• _Exercise details_: Look through the data below for the line with "Practice. Locate the flooded" and the line with "[(188, 46), (564, 313), (607, 313)]", then output those two and all lines in between, exactly as written.

• _Task input_:
────────────────────────────────────────

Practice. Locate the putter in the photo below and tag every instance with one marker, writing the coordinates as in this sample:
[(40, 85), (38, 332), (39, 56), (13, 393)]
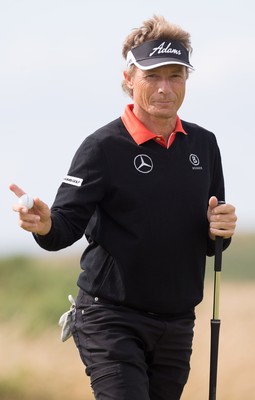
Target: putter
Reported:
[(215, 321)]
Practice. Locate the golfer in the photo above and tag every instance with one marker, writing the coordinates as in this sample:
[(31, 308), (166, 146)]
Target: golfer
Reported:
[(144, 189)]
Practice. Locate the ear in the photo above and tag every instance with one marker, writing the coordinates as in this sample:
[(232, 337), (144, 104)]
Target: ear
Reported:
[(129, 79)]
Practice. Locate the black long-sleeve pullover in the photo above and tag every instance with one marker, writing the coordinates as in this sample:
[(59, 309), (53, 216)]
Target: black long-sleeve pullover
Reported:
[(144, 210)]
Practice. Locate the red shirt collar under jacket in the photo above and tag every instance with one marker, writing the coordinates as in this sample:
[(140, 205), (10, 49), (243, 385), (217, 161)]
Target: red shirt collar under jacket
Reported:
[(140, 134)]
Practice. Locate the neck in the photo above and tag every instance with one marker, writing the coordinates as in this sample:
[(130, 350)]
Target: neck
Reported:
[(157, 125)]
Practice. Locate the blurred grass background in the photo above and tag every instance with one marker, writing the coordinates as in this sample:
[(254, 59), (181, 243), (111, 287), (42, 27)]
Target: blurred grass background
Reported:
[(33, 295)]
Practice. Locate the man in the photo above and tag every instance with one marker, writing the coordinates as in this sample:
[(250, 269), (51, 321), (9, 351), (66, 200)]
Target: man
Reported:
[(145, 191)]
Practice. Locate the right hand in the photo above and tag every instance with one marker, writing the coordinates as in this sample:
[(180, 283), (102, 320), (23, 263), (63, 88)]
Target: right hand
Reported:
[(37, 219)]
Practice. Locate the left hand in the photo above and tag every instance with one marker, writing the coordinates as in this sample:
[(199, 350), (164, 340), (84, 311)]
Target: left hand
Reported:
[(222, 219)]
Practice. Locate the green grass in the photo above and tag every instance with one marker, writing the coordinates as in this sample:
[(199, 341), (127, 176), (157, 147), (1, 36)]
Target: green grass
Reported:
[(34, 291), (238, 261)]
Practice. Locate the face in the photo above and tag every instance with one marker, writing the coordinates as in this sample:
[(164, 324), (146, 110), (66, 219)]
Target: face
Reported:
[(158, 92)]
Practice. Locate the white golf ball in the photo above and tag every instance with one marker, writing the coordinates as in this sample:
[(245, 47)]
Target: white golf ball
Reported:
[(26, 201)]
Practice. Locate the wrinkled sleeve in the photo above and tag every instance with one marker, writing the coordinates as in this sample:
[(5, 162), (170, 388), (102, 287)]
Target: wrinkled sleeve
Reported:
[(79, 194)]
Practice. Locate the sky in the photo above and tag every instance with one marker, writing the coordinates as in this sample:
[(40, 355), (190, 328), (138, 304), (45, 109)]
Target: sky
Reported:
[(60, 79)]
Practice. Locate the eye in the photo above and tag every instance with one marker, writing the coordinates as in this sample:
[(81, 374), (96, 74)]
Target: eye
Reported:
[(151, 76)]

────────────────────────────────────────

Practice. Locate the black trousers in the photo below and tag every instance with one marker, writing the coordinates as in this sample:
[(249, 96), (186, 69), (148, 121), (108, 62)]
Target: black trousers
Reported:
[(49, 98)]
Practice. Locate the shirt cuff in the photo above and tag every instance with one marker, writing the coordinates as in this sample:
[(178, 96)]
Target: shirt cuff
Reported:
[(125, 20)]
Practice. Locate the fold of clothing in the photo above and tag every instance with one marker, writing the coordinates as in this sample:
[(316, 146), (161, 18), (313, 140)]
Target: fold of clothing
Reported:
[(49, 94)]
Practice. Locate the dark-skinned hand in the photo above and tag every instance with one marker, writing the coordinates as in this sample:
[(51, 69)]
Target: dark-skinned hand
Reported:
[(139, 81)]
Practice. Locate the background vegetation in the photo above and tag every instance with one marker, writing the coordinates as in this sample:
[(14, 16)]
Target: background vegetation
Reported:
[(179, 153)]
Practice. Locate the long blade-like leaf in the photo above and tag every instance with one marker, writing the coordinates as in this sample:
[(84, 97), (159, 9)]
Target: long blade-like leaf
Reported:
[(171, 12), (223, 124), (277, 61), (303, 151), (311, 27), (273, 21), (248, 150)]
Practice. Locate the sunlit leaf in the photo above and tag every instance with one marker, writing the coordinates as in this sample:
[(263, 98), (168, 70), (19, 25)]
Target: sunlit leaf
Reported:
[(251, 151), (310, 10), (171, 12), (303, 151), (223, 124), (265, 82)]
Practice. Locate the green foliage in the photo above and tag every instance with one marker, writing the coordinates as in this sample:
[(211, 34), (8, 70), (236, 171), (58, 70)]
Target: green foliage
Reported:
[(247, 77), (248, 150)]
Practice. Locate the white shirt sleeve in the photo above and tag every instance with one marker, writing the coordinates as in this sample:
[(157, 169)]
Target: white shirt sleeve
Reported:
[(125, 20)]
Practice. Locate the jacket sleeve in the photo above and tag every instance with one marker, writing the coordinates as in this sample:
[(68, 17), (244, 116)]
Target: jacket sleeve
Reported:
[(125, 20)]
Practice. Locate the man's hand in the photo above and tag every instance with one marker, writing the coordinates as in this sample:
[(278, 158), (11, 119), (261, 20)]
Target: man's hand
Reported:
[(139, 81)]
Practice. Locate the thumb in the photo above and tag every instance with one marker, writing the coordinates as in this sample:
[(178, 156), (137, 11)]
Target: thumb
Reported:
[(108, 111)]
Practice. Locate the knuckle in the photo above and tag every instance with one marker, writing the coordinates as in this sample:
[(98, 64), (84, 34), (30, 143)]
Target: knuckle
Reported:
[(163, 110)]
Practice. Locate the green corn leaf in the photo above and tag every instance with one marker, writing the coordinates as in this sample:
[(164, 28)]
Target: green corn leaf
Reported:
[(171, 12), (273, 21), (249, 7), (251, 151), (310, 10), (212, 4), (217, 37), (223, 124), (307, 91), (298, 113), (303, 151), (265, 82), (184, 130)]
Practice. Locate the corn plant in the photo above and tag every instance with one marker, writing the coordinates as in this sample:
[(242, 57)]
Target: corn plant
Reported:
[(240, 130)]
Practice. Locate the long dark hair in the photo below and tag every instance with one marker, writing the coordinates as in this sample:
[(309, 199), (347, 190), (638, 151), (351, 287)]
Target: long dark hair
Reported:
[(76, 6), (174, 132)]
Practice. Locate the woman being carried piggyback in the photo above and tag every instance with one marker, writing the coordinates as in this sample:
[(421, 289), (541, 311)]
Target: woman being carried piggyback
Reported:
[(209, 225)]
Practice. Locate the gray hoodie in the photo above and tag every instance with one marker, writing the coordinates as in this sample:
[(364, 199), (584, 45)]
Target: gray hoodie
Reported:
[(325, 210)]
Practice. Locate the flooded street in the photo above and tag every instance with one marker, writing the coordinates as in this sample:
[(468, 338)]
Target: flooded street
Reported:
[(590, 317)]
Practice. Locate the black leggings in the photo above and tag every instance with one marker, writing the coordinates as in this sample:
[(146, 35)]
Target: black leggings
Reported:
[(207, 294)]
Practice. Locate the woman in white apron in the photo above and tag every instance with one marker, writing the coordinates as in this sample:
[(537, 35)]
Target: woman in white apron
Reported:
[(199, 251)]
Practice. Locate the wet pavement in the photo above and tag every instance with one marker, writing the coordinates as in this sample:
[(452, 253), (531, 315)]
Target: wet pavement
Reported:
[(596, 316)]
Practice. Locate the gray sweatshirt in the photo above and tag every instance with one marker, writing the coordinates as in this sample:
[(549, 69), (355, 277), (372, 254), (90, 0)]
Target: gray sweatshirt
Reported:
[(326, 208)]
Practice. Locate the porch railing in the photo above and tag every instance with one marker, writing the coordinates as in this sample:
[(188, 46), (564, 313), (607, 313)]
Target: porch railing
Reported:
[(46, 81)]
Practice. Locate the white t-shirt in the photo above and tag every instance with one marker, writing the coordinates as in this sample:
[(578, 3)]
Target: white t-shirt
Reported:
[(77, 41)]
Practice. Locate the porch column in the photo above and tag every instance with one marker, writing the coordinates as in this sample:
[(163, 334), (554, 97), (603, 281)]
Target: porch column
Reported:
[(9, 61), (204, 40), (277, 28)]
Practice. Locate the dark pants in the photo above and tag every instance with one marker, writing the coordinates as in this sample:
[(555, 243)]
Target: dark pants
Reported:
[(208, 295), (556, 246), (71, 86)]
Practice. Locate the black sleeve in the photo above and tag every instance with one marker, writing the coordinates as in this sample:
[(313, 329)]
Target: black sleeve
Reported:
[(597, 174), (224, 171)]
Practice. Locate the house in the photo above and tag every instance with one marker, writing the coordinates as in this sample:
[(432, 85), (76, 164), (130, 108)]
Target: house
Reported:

────────────────────────────────────────

• _Written reply_:
Practice. Locate the flooded street in the photo above and tag every instance with one marker, writing the coordinates as in this sample:
[(468, 338)]
Target: flooded street
Reported:
[(590, 317)]
Practice. Locate the black leggings in the photo above and tag every instance with one marker, writing the coordinates as in this sample:
[(146, 35)]
Target: black leggings
Reported:
[(207, 294)]
Practice. Locate the woman in white apron in the photo above and tag every instance with one marker, writing the coordinates as in this sample:
[(537, 35)]
Target: woman in white apron
Reported:
[(199, 251)]
Practice. Locate the wet pavement in the photo above and tag every instance with one marker, writing the coordinates as in this sample:
[(452, 253), (531, 315)]
Target: wet pavement
Reported:
[(596, 316)]
Practice. Locate the gray sweatshirt in the photo above and tag every instance with one marker, writing the coordinates as in this sample:
[(549, 69), (355, 277), (372, 254), (90, 0)]
Target: gray sweatshirt
Reported:
[(326, 208)]
Practice. Locate the porch railing in the photo above and tag every instance with one marker, writing the coordinates as in this sample:
[(188, 46), (564, 313), (607, 313)]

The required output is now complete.